_Set task_: Rewrite all the items below as a JSON list of strings, with one string for each line and any blank lines omitted.

_Task inputs_:

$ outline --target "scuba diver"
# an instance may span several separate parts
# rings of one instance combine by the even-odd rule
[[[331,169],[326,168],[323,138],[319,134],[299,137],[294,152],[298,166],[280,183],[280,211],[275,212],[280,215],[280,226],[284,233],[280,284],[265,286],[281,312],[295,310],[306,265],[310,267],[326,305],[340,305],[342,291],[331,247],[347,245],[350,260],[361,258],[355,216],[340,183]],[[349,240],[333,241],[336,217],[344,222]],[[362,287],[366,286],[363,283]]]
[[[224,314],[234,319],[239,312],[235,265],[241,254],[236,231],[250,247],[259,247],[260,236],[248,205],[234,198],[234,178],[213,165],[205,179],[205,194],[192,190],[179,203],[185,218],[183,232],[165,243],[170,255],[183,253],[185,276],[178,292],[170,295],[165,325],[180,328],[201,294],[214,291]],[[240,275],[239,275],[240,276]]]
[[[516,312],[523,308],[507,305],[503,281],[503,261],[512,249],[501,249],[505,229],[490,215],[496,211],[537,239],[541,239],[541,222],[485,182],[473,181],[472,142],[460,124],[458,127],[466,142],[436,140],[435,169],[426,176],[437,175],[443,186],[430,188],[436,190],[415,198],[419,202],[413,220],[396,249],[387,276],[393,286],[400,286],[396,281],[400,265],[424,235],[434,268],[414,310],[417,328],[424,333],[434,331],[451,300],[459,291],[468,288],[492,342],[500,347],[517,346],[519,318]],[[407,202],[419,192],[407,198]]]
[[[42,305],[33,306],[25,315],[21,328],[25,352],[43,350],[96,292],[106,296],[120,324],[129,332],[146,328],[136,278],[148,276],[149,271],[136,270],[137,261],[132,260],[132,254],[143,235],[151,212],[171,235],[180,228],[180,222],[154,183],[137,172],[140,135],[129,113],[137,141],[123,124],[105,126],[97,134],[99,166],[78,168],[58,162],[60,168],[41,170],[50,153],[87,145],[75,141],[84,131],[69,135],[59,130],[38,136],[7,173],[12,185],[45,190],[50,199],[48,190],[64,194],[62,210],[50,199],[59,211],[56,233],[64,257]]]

_The output_:
[
  "$ outline --target \"scuba diver\"",
  "# an instance may span several separate parts",
  "# rings of one instance combine by the even-odd rule",
  "[[[331,169],[326,168],[323,138],[319,134],[299,137],[294,152],[298,166],[280,183],[280,211],[275,212],[280,215],[280,226],[284,233],[280,284],[265,286],[281,312],[295,310],[306,265],[310,267],[326,305],[340,305],[342,291],[331,247],[347,245],[350,260],[361,258],[355,216],[340,183]],[[349,240],[333,241],[336,217],[344,222]],[[362,287],[366,286],[363,283]]]",
  "[[[224,314],[234,319],[239,312],[235,265],[241,254],[236,231],[250,247],[259,247],[260,236],[248,205],[234,198],[234,178],[213,165],[205,179],[205,194],[192,190],[179,203],[185,218],[183,232],[165,243],[170,255],[183,253],[185,276],[178,292],[170,295],[165,325],[180,328],[201,294],[214,291]],[[240,275],[239,275],[240,276]]]",
  "[[[516,312],[523,308],[507,305],[503,281],[503,261],[512,249],[501,249],[505,229],[490,215],[496,211],[537,239],[541,239],[541,222],[485,182],[473,181],[472,142],[460,124],[458,127],[466,142],[436,140],[435,169],[426,176],[437,175],[443,186],[430,188],[436,190],[415,198],[419,202],[413,220],[396,249],[387,276],[393,286],[400,286],[396,281],[400,265],[424,235],[434,268],[414,310],[417,328],[424,333],[434,331],[451,300],[459,291],[468,288],[492,342],[500,347],[517,346],[519,318]],[[407,202],[419,192],[407,198]]]",
  "[[[42,305],[33,306],[25,315],[21,328],[25,352],[43,350],[96,292],[106,296],[120,324],[129,332],[146,328],[136,278],[148,276],[149,271],[136,270],[137,261],[132,260],[132,254],[143,235],[151,212],[171,235],[180,228],[180,222],[154,183],[137,172],[140,135],[129,113],[137,141],[123,124],[105,126],[97,134],[99,166],[78,168],[58,162],[60,168],[41,170],[50,153],[87,145],[75,141],[84,131],[69,135],[59,130],[38,136],[7,173],[12,185],[45,190],[50,199],[48,190],[64,194],[62,210],[50,199],[59,211],[56,233],[64,257]]]"
]